DATA ROWS:

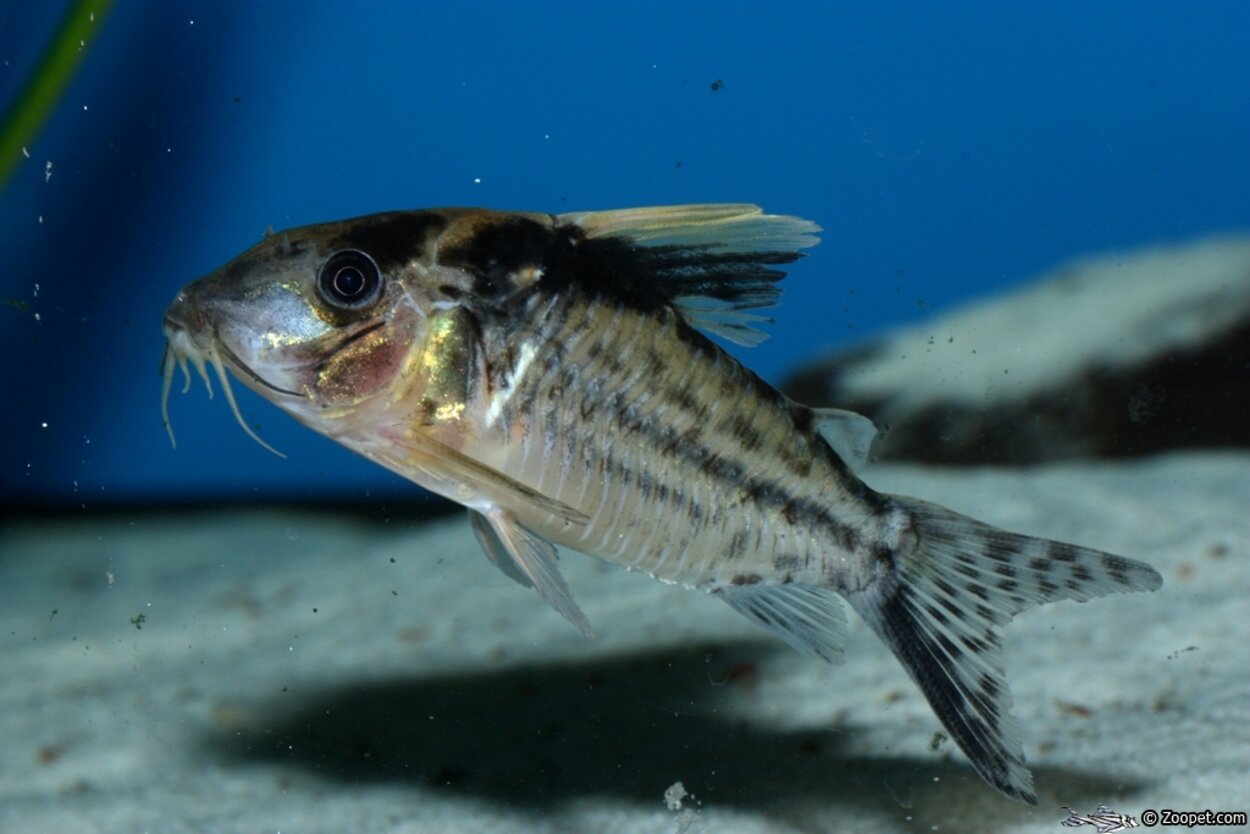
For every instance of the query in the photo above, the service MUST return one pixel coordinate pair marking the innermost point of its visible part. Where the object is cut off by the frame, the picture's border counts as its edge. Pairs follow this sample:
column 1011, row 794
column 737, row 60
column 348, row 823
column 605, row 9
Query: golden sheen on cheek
column 359, row 369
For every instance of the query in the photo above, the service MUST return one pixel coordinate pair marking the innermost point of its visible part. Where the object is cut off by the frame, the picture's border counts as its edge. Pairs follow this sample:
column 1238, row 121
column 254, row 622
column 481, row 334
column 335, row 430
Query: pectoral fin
column 528, row 559
column 464, row 479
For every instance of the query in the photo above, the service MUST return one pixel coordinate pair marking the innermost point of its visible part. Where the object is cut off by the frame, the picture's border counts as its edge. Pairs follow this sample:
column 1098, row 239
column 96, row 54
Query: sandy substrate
column 294, row 672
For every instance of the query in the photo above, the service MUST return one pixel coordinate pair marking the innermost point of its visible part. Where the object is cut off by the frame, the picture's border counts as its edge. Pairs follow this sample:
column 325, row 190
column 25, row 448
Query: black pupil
column 349, row 281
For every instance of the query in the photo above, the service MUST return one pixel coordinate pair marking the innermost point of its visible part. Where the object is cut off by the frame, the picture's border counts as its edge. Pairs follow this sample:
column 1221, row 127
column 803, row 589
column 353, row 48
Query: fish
column 559, row 375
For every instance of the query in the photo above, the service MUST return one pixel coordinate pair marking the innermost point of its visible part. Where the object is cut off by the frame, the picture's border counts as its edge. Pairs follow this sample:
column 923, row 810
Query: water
column 948, row 150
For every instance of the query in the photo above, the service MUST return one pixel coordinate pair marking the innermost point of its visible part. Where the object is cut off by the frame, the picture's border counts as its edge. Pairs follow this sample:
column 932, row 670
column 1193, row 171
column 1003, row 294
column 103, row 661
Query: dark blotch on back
column 503, row 245
column 390, row 239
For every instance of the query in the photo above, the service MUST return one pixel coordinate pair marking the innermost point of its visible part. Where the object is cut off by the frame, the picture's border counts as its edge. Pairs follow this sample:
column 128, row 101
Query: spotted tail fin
column 943, row 609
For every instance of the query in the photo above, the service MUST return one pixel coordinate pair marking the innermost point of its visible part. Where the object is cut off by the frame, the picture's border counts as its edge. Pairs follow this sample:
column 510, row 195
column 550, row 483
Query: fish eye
column 349, row 279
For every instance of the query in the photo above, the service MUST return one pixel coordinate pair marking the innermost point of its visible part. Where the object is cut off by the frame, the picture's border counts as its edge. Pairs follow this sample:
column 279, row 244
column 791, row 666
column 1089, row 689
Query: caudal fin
column 943, row 608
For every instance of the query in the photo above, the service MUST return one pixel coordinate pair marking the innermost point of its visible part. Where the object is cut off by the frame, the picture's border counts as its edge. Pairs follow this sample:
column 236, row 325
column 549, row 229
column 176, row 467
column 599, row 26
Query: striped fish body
column 685, row 464
column 551, row 374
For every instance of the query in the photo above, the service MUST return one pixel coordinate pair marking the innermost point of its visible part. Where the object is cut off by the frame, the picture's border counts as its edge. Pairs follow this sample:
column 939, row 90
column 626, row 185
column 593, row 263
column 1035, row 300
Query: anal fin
column 528, row 559
column 806, row 617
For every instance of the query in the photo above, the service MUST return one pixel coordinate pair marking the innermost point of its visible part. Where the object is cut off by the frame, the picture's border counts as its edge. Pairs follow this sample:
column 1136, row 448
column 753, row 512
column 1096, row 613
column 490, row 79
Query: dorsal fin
column 713, row 263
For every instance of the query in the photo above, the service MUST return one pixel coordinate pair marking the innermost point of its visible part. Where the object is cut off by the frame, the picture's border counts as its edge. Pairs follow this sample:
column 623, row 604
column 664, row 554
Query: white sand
column 290, row 677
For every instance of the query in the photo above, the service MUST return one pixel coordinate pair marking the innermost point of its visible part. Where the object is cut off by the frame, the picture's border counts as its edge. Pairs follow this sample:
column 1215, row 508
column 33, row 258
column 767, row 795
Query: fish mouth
column 183, row 353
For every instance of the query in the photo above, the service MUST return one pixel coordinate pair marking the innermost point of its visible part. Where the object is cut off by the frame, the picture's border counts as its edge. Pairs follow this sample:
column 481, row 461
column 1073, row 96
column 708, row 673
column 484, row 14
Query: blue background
column 948, row 149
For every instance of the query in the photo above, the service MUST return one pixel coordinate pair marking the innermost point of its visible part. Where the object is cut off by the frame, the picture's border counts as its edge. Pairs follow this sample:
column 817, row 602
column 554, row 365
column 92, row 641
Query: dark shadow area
column 624, row 727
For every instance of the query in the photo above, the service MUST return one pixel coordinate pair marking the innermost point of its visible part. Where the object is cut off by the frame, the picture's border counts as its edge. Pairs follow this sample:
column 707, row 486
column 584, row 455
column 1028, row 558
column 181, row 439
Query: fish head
column 320, row 320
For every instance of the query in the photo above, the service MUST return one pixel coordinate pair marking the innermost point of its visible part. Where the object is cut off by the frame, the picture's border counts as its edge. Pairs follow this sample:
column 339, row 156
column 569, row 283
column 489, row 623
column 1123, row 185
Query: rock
column 1109, row 356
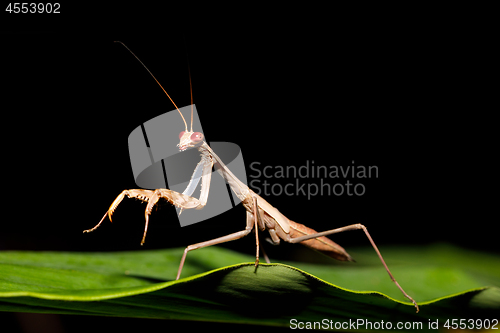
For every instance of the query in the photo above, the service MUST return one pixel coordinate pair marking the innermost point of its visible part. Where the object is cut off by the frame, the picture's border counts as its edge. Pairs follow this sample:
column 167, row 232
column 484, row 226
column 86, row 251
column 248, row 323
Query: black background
column 414, row 100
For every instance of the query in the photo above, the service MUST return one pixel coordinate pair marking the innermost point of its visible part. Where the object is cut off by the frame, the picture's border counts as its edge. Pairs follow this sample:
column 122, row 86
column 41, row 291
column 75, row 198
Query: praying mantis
column 260, row 215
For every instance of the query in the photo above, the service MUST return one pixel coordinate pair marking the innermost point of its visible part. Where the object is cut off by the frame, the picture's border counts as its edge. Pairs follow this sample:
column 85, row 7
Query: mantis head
column 189, row 139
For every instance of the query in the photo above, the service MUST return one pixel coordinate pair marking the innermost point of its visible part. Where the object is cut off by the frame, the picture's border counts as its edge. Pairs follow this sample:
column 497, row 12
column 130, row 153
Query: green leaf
column 447, row 282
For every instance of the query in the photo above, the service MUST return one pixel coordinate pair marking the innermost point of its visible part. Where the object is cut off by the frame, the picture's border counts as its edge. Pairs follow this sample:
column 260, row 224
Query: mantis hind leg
column 356, row 227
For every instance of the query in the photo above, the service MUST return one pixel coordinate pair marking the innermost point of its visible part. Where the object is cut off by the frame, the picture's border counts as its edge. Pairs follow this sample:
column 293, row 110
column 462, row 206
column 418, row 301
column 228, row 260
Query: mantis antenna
column 116, row 41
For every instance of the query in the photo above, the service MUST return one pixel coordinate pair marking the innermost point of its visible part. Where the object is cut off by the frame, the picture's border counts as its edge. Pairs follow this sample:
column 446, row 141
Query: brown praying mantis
column 260, row 214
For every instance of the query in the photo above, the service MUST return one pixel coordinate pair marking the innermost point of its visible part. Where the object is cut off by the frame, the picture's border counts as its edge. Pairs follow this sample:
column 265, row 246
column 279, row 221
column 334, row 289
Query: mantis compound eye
column 196, row 137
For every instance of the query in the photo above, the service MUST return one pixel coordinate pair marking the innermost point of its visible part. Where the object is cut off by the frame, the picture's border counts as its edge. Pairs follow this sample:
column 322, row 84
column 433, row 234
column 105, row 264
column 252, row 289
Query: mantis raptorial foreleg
column 151, row 197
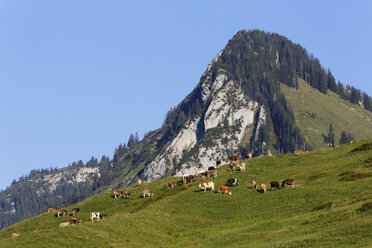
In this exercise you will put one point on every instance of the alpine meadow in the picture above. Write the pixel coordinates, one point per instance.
(265, 109)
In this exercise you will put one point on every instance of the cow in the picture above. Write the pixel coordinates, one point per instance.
(263, 188)
(172, 184)
(118, 193)
(225, 189)
(96, 215)
(75, 211)
(126, 195)
(289, 183)
(188, 179)
(212, 173)
(207, 185)
(274, 184)
(299, 151)
(232, 182)
(241, 166)
(61, 212)
(73, 221)
(15, 235)
(248, 155)
(147, 192)
(52, 210)
(232, 167)
(218, 162)
(203, 175)
(254, 184)
(234, 158)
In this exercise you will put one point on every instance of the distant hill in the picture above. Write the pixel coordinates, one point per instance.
(331, 207)
(262, 94)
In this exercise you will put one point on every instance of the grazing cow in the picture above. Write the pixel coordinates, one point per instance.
(263, 188)
(15, 235)
(241, 166)
(172, 184)
(212, 173)
(96, 215)
(300, 151)
(118, 193)
(73, 221)
(75, 211)
(188, 179)
(218, 162)
(207, 185)
(52, 210)
(225, 189)
(232, 167)
(234, 158)
(274, 184)
(203, 175)
(126, 195)
(254, 184)
(147, 192)
(232, 182)
(61, 212)
(248, 155)
(289, 183)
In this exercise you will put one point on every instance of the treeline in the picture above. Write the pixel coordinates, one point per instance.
(32, 194)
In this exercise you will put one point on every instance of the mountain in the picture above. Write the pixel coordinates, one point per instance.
(261, 94)
(331, 207)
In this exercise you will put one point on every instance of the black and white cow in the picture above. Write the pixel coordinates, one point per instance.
(232, 182)
(96, 215)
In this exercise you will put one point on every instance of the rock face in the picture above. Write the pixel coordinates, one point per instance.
(225, 123)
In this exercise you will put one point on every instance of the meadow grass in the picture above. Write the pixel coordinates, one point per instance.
(325, 210)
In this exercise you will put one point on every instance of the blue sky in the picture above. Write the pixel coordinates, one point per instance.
(77, 77)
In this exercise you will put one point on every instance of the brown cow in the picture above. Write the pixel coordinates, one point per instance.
(300, 151)
(289, 183)
(75, 211)
(126, 195)
(218, 162)
(248, 155)
(263, 188)
(224, 188)
(61, 212)
(147, 192)
(232, 167)
(254, 184)
(172, 185)
(15, 235)
(188, 179)
(274, 184)
(212, 173)
(234, 158)
(118, 193)
(52, 210)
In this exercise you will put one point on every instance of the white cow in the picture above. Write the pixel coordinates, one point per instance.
(96, 215)
(207, 185)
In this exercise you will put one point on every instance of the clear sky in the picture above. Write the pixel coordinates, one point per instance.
(77, 77)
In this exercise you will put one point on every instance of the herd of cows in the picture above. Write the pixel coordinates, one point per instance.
(211, 173)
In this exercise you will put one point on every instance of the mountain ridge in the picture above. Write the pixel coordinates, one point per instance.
(238, 106)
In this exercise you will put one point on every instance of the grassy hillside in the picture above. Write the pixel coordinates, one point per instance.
(186, 217)
(314, 111)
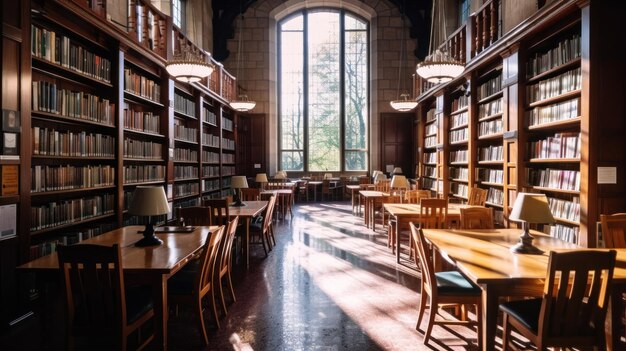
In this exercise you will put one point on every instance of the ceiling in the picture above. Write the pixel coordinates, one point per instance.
(226, 11)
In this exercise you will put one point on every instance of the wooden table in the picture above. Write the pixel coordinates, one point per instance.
(247, 212)
(484, 257)
(152, 264)
(405, 213)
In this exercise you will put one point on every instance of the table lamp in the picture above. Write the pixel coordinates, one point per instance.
(261, 178)
(238, 182)
(149, 201)
(529, 208)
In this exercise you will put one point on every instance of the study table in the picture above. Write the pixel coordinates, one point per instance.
(483, 256)
(404, 213)
(143, 265)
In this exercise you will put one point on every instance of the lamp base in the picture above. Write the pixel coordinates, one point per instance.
(149, 239)
(525, 246)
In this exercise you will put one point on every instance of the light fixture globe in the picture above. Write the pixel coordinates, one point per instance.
(403, 104)
(439, 67)
(242, 104)
(188, 70)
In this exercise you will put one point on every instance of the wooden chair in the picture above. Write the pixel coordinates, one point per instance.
(572, 310)
(195, 215)
(192, 284)
(263, 231)
(223, 266)
(99, 305)
(614, 230)
(477, 218)
(250, 194)
(443, 288)
(220, 212)
(477, 196)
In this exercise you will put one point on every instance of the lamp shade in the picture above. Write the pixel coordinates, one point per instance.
(531, 208)
(380, 176)
(261, 178)
(149, 201)
(399, 181)
(238, 182)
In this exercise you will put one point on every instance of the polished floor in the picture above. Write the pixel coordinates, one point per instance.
(329, 284)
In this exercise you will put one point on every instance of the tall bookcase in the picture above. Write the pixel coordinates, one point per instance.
(544, 116)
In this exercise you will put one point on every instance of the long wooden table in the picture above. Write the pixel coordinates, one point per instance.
(247, 212)
(484, 257)
(147, 265)
(405, 213)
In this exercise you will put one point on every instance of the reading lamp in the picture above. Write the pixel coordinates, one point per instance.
(149, 201)
(529, 208)
(261, 178)
(238, 182)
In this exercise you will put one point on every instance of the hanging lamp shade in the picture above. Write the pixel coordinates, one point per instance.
(242, 104)
(403, 104)
(439, 67)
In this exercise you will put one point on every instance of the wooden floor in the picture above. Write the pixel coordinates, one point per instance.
(329, 284)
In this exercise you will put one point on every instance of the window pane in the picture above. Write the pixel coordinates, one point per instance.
(324, 92)
(292, 98)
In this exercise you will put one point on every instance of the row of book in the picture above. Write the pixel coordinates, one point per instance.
(458, 156)
(565, 233)
(490, 127)
(488, 175)
(553, 113)
(186, 172)
(555, 86)
(181, 132)
(142, 121)
(227, 124)
(142, 86)
(210, 185)
(53, 178)
(490, 108)
(186, 189)
(459, 103)
(460, 173)
(565, 209)
(52, 142)
(490, 87)
(143, 173)
(458, 120)
(554, 178)
(59, 49)
(47, 97)
(211, 140)
(459, 135)
(565, 51)
(458, 189)
(185, 155)
(58, 213)
(495, 196)
(209, 116)
(184, 105)
(561, 145)
(143, 149)
(490, 153)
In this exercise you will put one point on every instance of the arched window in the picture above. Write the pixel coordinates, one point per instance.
(323, 91)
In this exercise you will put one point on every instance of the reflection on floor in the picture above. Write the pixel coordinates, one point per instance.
(330, 284)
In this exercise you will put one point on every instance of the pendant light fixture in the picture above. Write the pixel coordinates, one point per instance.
(439, 66)
(242, 103)
(188, 64)
(404, 104)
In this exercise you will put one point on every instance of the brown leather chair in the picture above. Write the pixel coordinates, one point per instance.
(100, 307)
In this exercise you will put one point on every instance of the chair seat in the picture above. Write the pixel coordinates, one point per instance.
(454, 283)
(138, 302)
(525, 311)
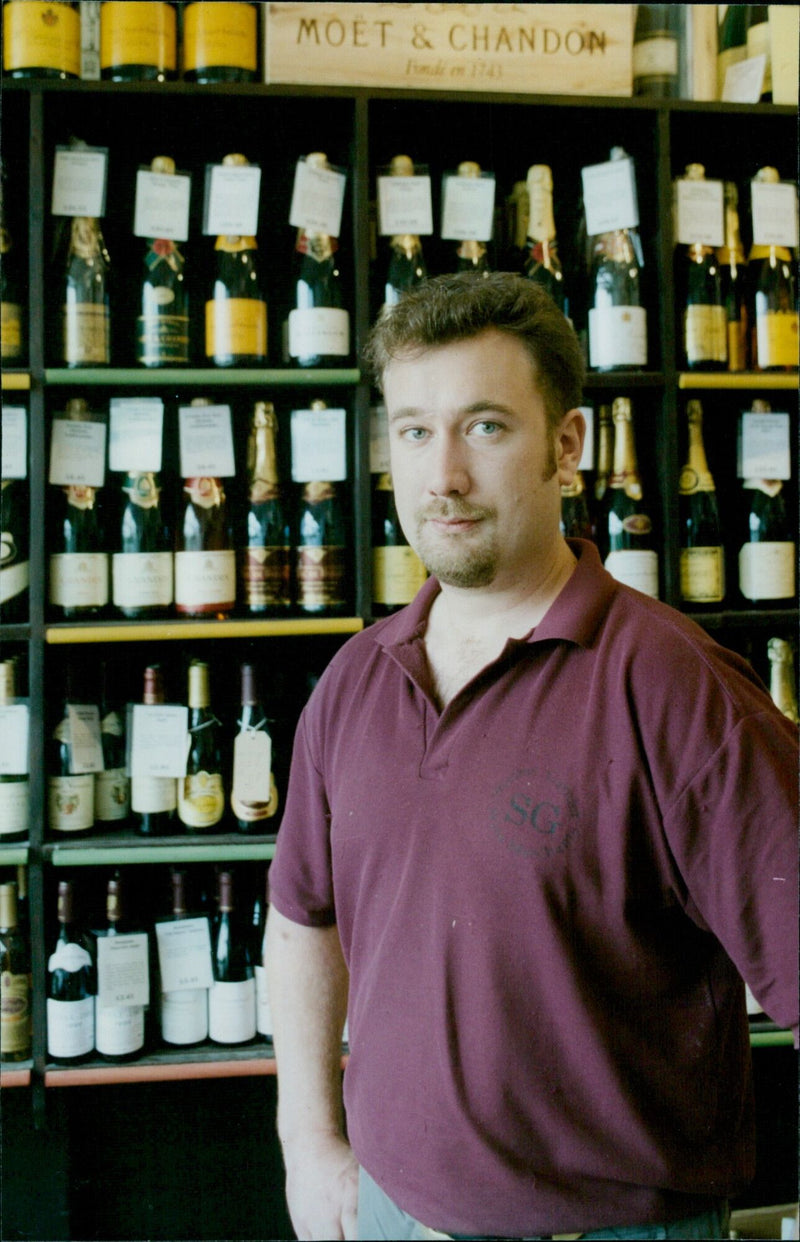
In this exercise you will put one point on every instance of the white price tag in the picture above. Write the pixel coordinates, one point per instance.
(467, 208)
(77, 453)
(317, 199)
(318, 445)
(134, 437)
(404, 205)
(774, 214)
(158, 739)
(123, 974)
(78, 184)
(162, 205)
(206, 441)
(184, 954)
(231, 200)
(610, 196)
(14, 442)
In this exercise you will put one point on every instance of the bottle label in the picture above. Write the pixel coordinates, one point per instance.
(702, 575)
(618, 337)
(205, 580)
(71, 802)
(78, 579)
(767, 570)
(706, 334)
(232, 1011)
(44, 36)
(142, 579)
(70, 1027)
(319, 330)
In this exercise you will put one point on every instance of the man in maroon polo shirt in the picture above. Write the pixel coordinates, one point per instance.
(538, 829)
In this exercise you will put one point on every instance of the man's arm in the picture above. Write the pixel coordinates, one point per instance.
(308, 986)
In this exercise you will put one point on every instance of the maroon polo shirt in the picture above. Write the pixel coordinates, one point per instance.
(547, 894)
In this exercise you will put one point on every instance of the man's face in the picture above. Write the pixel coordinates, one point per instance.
(476, 473)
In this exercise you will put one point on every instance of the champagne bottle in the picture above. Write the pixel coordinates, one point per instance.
(15, 981)
(702, 553)
(78, 560)
(254, 790)
(767, 549)
(232, 994)
(236, 312)
(406, 262)
(733, 267)
(86, 308)
(781, 678)
(138, 41)
(631, 558)
(398, 571)
(205, 559)
(163, 324)
(774, 301)
(71, 986)
(704, 318)
(200, 794)
(265, 554)
(153, 799)
(41, 40)
(220, 41)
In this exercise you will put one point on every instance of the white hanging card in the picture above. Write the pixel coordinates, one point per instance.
(123, 974)
(134, 436)
(317, 199)
(184, 954)
(14, 442)
(206, 441)
(610, 196)
(77, 453)
(318, 445)
(774, 214)
(467, 208)
(700, 213)
(78, 184)
(158, 739)
(231, 200)
(404, 205)
(162, 205)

WHAT YOU ARE ASKED TO DO: Reproduce the data verbatim from its beginning through the line containing "column 464, row 479", including both ends. Omit the pictures from your answer.

TASK ANSWER:
For every instance of the query in the photo above, the service MUST return one pixel coordinate pair marking the innermost point of its visible part. Where the object is cut off by the frame, the picture's border counts as its edge. Pairs follow this sample:
column 1011, row 794
column 737, row 60
column 348, row 823
column 605, row 9
Query: golden sheen on cheek
column 359, row 369
For every instance of the query in the photo above, the service MUST return one pixel coordinate pair marking the innermost point of its visible part. Where the object is cut off by the frame, the picture's border counts as its edge. Pairs follow this sample:
column 1238, row 121
column 254, row 622
column 481, row 334
column 335, row 430
Query: pectoral fin
column 528, row 559
column 464, row 479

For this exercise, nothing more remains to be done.